Copy the records word for word, from the line that contains "Mark one point on each instance of the woman's short" through the end of the records, including both ends.

>> BEGIN Information given

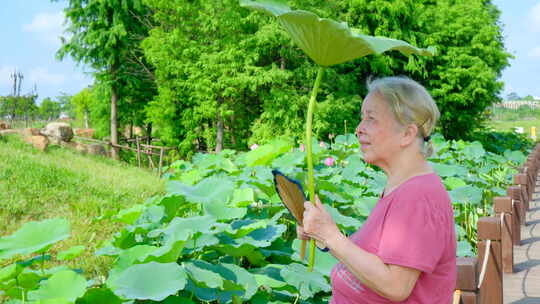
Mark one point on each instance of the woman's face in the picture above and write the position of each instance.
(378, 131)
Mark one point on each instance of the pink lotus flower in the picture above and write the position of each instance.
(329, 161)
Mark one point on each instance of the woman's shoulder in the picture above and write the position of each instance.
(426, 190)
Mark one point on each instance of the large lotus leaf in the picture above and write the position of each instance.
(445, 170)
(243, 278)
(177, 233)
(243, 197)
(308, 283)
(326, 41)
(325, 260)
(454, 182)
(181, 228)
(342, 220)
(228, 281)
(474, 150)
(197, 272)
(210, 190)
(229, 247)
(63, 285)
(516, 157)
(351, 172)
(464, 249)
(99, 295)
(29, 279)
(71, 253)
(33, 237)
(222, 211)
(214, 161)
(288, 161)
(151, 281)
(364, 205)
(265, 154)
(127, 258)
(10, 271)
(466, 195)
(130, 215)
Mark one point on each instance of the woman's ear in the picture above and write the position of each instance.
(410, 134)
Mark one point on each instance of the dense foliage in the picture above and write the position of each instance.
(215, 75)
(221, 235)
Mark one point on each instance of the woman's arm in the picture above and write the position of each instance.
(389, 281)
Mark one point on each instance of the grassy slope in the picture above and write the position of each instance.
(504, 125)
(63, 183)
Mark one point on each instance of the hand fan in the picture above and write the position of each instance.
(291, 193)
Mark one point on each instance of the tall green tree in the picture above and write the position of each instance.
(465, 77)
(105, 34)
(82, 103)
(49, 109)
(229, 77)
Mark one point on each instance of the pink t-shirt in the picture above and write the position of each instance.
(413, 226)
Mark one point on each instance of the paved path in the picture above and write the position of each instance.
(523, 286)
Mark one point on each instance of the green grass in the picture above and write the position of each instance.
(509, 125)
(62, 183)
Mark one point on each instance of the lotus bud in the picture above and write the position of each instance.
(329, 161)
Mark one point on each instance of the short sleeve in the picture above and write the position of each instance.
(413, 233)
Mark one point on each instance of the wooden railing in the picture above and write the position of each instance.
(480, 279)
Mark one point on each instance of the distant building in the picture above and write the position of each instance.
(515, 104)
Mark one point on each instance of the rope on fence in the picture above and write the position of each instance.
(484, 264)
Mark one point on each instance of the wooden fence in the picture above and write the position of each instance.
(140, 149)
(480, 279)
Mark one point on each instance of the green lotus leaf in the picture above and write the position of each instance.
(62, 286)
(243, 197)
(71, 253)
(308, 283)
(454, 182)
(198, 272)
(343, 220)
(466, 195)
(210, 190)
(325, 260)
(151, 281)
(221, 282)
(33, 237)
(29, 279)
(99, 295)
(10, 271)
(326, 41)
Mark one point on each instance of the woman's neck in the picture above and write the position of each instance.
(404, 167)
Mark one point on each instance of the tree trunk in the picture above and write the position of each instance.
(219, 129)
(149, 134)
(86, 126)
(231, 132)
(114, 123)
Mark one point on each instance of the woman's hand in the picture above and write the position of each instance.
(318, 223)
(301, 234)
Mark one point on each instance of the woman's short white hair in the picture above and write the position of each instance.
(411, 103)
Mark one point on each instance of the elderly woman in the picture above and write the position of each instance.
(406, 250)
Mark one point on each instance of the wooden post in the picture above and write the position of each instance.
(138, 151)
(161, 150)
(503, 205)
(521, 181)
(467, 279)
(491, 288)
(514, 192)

>> END Information given

▶ _Solution to this task_:
Mark one point on each instance of the woman's short white hair in the picture above and write the position of each instance.
(411, 103)
Mark one point on each instance of the elderly woman in the picture above and write the position of each instance.
(406, 250)
Mark one point on each instance of the wooden post in the picture above and write the position of each instance.
(138, 151)
(161, 150)
(503, 205)
(521, 181)
(467, 279)
(491, 288)
(514, 192)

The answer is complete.